%%

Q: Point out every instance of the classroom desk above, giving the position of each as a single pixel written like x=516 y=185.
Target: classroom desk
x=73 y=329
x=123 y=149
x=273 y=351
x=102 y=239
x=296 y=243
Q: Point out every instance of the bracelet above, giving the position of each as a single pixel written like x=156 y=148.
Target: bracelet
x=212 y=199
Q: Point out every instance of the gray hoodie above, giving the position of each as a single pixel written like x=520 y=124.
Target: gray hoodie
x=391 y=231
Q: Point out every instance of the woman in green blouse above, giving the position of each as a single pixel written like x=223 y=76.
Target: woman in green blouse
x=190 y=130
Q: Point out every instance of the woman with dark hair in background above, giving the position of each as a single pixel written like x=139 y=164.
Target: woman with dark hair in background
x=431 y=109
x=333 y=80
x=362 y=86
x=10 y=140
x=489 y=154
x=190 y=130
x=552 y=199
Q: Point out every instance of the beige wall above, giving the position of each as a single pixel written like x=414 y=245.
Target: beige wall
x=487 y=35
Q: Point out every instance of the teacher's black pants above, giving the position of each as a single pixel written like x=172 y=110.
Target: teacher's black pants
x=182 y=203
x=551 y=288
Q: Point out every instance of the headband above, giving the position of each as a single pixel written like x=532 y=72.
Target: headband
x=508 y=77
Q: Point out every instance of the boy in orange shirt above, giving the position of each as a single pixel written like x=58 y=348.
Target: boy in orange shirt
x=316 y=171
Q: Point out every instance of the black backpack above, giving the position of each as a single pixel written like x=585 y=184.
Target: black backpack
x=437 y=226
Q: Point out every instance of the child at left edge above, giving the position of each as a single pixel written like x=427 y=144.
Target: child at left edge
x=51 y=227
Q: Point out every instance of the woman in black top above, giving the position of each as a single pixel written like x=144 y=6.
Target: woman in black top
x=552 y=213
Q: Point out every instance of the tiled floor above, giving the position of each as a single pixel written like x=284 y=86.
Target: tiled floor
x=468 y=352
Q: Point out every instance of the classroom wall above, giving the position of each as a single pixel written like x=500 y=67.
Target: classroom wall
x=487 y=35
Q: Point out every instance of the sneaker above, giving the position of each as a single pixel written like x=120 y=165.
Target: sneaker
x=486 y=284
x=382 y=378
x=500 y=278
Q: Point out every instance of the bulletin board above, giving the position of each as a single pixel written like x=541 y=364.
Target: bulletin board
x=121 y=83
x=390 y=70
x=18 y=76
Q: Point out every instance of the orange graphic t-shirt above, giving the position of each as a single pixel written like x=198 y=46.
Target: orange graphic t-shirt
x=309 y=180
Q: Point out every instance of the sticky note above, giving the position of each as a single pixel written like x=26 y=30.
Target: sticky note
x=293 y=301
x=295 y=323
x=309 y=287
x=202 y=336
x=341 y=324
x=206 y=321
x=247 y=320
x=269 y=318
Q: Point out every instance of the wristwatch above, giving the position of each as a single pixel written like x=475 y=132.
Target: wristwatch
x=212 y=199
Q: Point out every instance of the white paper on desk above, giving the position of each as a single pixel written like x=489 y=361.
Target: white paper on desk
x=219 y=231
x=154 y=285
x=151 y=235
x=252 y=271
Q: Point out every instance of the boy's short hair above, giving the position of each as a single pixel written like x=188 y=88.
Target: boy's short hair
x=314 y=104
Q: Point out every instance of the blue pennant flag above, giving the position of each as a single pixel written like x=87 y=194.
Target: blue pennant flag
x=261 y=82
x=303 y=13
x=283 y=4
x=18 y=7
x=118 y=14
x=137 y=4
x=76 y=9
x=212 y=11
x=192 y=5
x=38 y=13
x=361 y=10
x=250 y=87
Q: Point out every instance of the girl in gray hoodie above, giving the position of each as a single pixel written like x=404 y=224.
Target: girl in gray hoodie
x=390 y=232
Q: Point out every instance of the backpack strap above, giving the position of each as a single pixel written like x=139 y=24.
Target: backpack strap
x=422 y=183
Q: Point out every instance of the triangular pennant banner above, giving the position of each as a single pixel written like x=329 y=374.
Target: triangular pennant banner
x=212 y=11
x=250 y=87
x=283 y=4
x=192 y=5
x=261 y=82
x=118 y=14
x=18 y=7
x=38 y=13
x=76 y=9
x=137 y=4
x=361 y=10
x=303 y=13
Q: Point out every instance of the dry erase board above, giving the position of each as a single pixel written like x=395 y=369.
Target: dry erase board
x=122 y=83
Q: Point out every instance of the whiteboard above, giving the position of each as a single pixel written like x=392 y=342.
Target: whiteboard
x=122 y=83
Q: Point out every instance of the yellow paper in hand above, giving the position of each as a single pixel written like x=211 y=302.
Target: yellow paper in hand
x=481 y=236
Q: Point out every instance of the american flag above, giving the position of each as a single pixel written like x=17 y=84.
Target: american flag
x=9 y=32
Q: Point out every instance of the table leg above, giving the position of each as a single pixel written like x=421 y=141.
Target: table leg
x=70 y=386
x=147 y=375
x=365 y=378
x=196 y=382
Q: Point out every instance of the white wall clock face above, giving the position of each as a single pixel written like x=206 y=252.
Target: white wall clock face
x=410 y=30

%%

**Your goal**
In this exercise, reproduce each line above exactly.

**Finished task**
Q: Point out every instance of the classroom desk above, giving the position of each as a single pixel written like x=516 y=185.
Target: classroom desk
x=73 y=329
x=123 y=149
x=273 y=351
x=102 y=239
x=296 y=243
Q: Point out every instance of the bracelet above, giving the position of each as a single pixel written like x=156 y=148.
Target: bracelet
x=212 y=199
Q: Point out every instance of the gray hoodie above, giving the position of each as a single pixel written like x=520 y=124.
Target: gray hoodie
x=391 y=231
Q: Point out every instance of the woman in green blouse above, giving the position of each as a single pixel written like x=223 y=76.
Target: woman in green blouse
x=190 y=130
Q: Point out every instance of the woman with dark hair in background above, giving the position of each as a single pixel written like x=139 y=164.
Target: woman with dark hair in background
x=431 y=109
x=333 y=80
x=362 y=86
x=10 y=140
x=489 y=154
x=190 y=130
x=552 y=199
Q: Point out every instance of the beige wall above, giving the position of each as a single pixel written like x=414 y=245.
Target: beige wall
x=487 y=35
Q: Point out every instance of the teacher's black pants above, giving the position of each as a single pixel written like x=172 y=110.
Target: teacher's black pants
x=182 y=203
x=551 y=288
Q: Point out every instance of the headband above, giving the position of each as a single pixel written like x=532 y=72.
Target: headband
x=508 y=77
Q: Point out every instance of the boy in orange shirt above, giving the position of each as a single pixel written like x=58 y=348.
Target: boy in orange shirt
x=316 y=171
Q: Point out every instance of the black backpack above, giving the position of each as a single pixel written like x=585 y=184.
Target: black backpack
x=437 y=226
Q: Point out every instance of the child at left edge above, giving the position of each as a single pixel written like x=427 y=144.
Target: child at left edge
x=51 y=227
Q: Point out every instance of the woman in black top above, giving the position of each as a single pixel written like x=144 y=6.
Target: woman in black top
x=552 y=213
Q: Point out every instance of the tiled floor above, giving the position of each as a single pixel written like x=284 y=86.
Target: tiled floor
x=468 y=352
Q: Point out every instance of the classroom wall above, giving the position of each as a single pixel written like x=500 y=67.
Target: classroom wall
x=487 y=35
Q: Point out every instance of the sneaker above, giving the position of each as a single pixel written like x=120 y=165.
Target: sneaker
x=486 y=284
x=382 y=378
x=500 y=278
Q: Point out every instance of the bulletin board above, giving the position of each as a single pixel written like x=541 y=364.
Target: bulletin board
x=121 y=83
x=390 y=70
x=18 y=76
Q: Point out every instance of the orange graphic t-shirt above, giving the position of each as a single pixel written like x=198 y=46.
Target: orange graphic t-shirt
x=309 y=180
Q: Point out every instance of the sticky note above, giving the position of each as a single pixel written like x=26 y=30.
Target: sticky note
x=293 y=301
x=295 y=323
x=309 y=287
x=202 y=336
x=341 y=324
x=206 y=321
x=247 y=320
x=269 y=318
Q: Point out every instance of the wristwatch above, giving the position of each as a single pixel written like x=475 y=132.
Target: wristwatch
x=212 y=199
Q: Point out every instance of the white paper on desk above, giving the position of each as a single pixel written like x=489 y=361.
Target: white paper on desk
x=219 y=231
x=154 y=285
x=151 y=235
x=252 y=271
Q: Point out every instance of the boy's short hair above, giving the position of each as a single pixel written like x=188 y=88.
Target: boy's short hair
x=314 y=104
Q: Point out every instance of the blue pennant flag above, giving the position of each as a single pixel written like x=87 y=194.
Target: blue pennant flag
x=261 y=82
x=303 y=13
x=283 y=4
x=18 y=7
x=118 y=14
x=137 y=4
x=76 y=9
x=212 y=11
x=192 y=5
x=38 y=13
x=361 y=10
x=250 y=87
Q: Point out every instance of the girl in gray hoodie above, giving the position of each as a single pixel written like x=404 y=224.
Target: girl in gray hoodie
x=390 y=232
Q: Point out every instance of the backpack strap above, giving the position of each as a single pixel written like x=139 y=24.
Target: backpack strap
x=422 y=183
Q: Point out every instance of the triangular pennant banner above, giving the position of each as a single pixel written like x=329 y=374.
Target: triangular pennant banner
x=212 y=11
x=250 y=87
x=283 y=4
x=192 y=5
x=261 y=82
x=118 y=14
x=18 y=7
x=38 y=13
x=76 y=9
x=137 y=4
x=361 y=10
x=303 y=13
Q: Point out every instance of the dry erase board above, giving the position of each as a single pixel written like x=395 y=369.
Target: dry erase board
x=122 y=83
Q: Point out every instance of the whiteboard above, giving the position of each as a single pixel written like x=392 y=342.
Target: whiteboard
x=122 y=83
Q: Point out every instance of the yellow paper in hand above, giving the position of each as a single pixel written like x=211 y=302.
Target: yellow paper in hand
x=481 y=236
Q: Point out every instance of the american flag above, giving the position of each as a single pixel written like x=17 y=84.
Target: american flag
x=9 y=32
Q: Point out every instance of the table leg above, giving the position of each as a single pixel written like x=421 y=141.
Target: table leg
x=70 y=386
x=147 y=375
x=365 y=378
x=196 y=382
Q: Point out every instance of the white wall clock face above, giving the position of each as a single pixel written like x=206 y=252.
Target: white wall clock face
x=410 y=30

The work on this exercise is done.